* _Exercise brief_: Transcribe all of the records below line for line, without changing a character. Leave the pictures out.

═════ Listing

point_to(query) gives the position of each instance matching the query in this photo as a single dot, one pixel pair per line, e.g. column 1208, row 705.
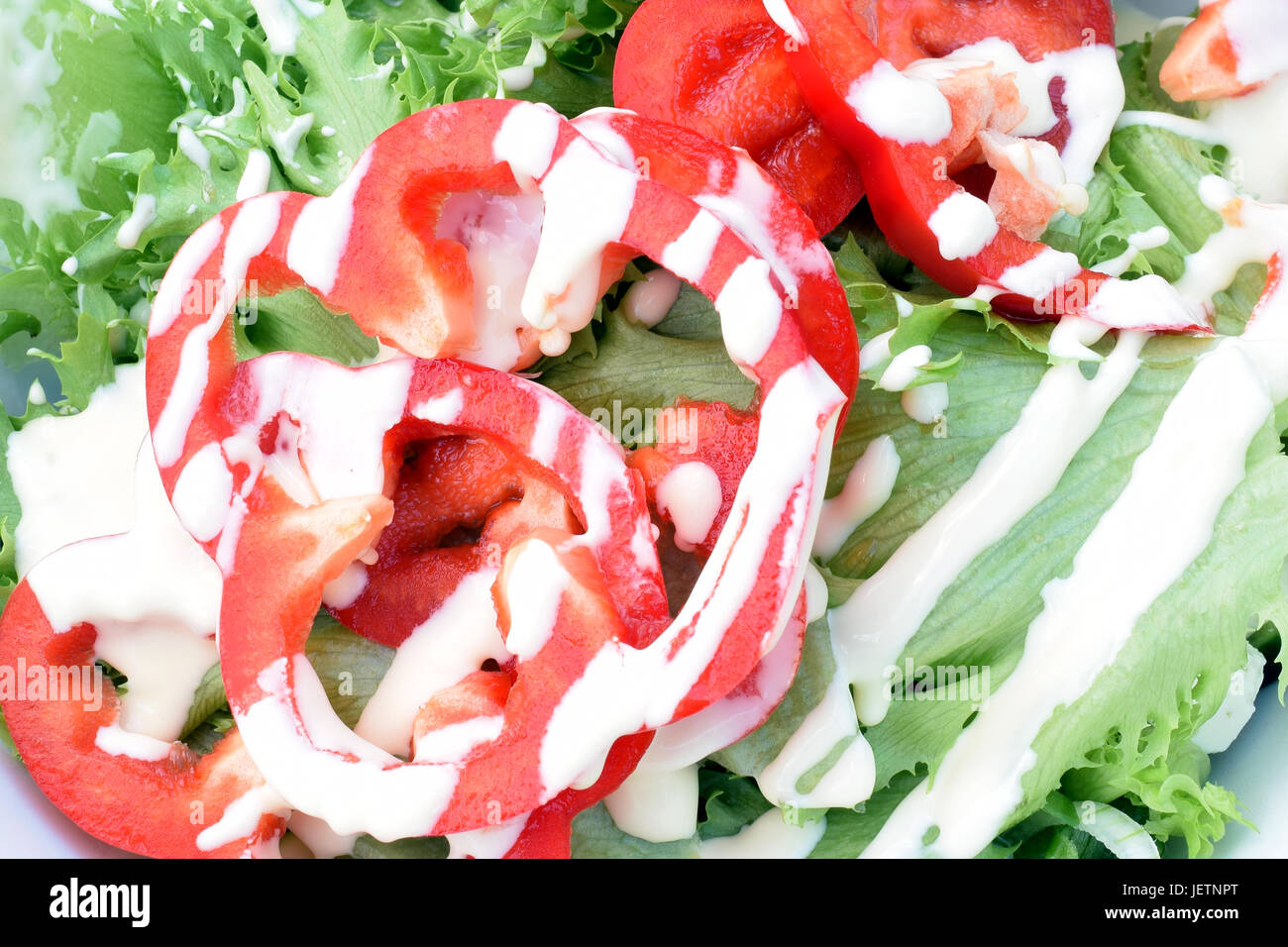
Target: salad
column 528, row 428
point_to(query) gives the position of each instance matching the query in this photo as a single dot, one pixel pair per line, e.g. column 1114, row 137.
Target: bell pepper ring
column 748, row 201
column 146, row 795
column 720, row 69
column 300, row 510
column 901, row 129
column 1232, row 48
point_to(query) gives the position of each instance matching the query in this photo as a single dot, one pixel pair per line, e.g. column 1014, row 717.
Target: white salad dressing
column 248, row 236
column 241, row 815
column 500, row 235
column 850, row 779
column 694, row 738
column 769, row 836
column 901, row 107
column 867, row 487
column 321, row 231
column 622, row 690
column 962, row 224
column 1155, row 528
column 925, row 403
column 1218, row 732
column 151, row 592
column 690, row 496
column 143, row 214
column 1019, row 472
column 1252, row 128
column 52, row 460
column 563, row 285
column 488, row 841
column 657, row 804
column 648, row 300
column 254, row 179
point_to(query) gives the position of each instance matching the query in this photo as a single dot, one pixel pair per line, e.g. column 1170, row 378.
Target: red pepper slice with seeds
column 138, row 793
column 721, row 69
column 906, row 131
column 305, row 506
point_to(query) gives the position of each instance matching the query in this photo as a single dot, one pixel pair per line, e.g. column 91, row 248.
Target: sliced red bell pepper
column 1211, row 58
column 910, row 30
column 751, row 204
column 174, row 805
column 720, row 69
column 277, row 549
column 713, row 434
column 903, row 149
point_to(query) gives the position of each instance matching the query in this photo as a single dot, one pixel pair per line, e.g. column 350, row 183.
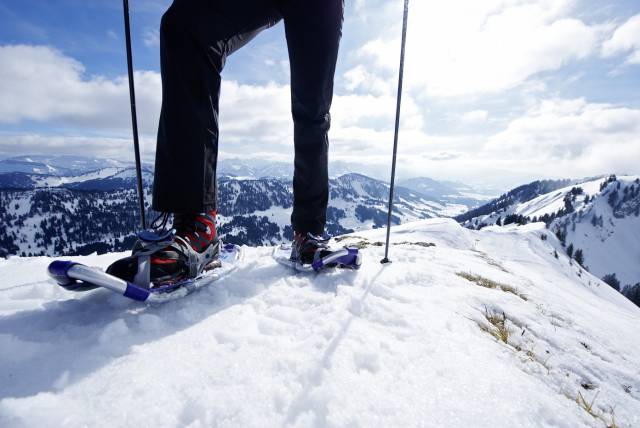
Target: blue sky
column 497, row 92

══════════

* _Answer to the problem_:
point_to(query) gives the position of each instance matching the query in this photo as a single dot, one pixel pair per line, e.g. column 1208, row 705.
Target: salad
column 528, row 428
point_to(query) gives the position of each instance matching the query in this photo as a single dot, one pixel pair per line, e.g. column 1114, row 137.
Target: bell pepper ring
column 748, row 201
column 146, row 795
column 720, row 69
column 300, row 510
column 901, row 129
column 1232, row 48
point_to(query) gives the position of each instance matching the query in this photo as a single dot, one pixel pair per line, e.g. column 1014, row 717.
Target: white salad dressing
column 248, row 236
column 241, row 815
column 500, row 235
column 850, row 779
column 694, row 738
column 769, row 836
column 901, row 107
column 867, row 487
column 321, row 231
column 622, row 690
column 962, row 224
column 1155, row 528
column 925, row 403
column 1218, row 732
column 151, row 592
column 690, row 496
column 143, row 214
column 1019, row 472
column 1252, row 128
column 52, row 460
column 563, row 285
column 488, row 841
column 657, row 804
column 648, row 300
column 254, row 179
point_to(query) gives the position of each instance matching the query in this photo as a single dot, one pixel pair per line, e.g. column 1170, row 378.
Target: red pepper slice with seeds
column 138, row 793
column 721, row 69
column 906, row 131
column 305, row 506
point_to(query) gives the position of each instance matching the query in this photo as a single dot, one pixel pair per line, e.g. column 91, row 248.
Target: sliced red bell pepper
column 1211, row 58
column 910, row 30
column 751, row 204
column 174, row 805
column 720, row 69
column 277, row 549
column 713, row 434
column 903, row 149
point_to(query) gives the position of each instance matching the query in this photo as a single dot, one pixel pair per line, e.g. column 350, row 183.
Target: blue sky
column 497, row 92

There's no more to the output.